**ASSIGNMENT**
Go through the material below and copy all lines with "Target".

**SOURCE RECORDS**
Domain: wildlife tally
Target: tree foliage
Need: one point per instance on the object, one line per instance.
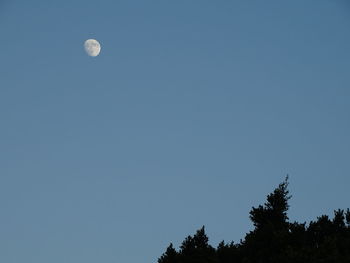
(274, 239)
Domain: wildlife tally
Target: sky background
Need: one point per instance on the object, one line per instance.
(192, 113)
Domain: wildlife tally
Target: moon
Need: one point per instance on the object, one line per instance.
(92, 47)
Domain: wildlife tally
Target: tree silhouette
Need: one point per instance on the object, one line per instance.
(273, 239)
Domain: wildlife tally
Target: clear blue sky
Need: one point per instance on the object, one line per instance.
(192, 113)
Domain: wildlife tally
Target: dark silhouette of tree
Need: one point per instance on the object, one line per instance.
(273, 239)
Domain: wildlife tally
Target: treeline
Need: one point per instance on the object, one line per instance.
(274, 239)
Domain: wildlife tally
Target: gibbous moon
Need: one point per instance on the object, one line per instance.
(92, 47)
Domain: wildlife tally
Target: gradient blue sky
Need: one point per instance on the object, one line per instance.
(192, 113)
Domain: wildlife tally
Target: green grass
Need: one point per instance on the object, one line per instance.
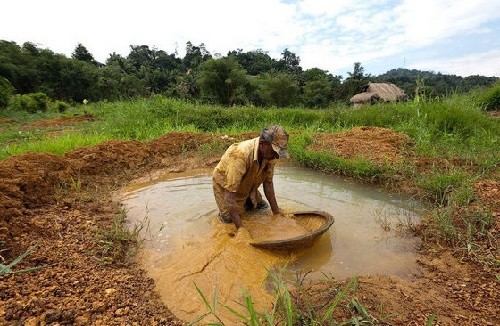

**FINAL ANSWER**
Target: tree foliage
Target: sky background
Target: moon
Target: tree silhouette
Target: clear blue sky
Target: dark silhouette of tree
Target: treeline
Target: gibbous moon
Target: gradient blue sky
Target: green grass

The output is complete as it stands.